Please render the lines below as a JSON list of strings, one string per line, omitting any blank lines.
• • • • • • •
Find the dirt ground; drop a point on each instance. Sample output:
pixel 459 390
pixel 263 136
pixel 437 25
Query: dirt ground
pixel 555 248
• • • • • • •
• **Reply**:
[
  "Find the dirt ground; drop a point on each instance. Sample output:",
  "pixel 459 390",
  "pixel 263 136",
  "pixel 437 25",
  "Query: dirt ground",
  "pixel 555 248"
]